"""
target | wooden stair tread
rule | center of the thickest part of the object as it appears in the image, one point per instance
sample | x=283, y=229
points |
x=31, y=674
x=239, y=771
"""
What is needed -> This exercise requires the entries above to be restated exactly.

Response ->
target | wooden stair tread
rule | center of the thickest part of the object as it appears in the image, one point per instance
sample | x=283, y=229
points |
x=31, y=674
x=239, y=771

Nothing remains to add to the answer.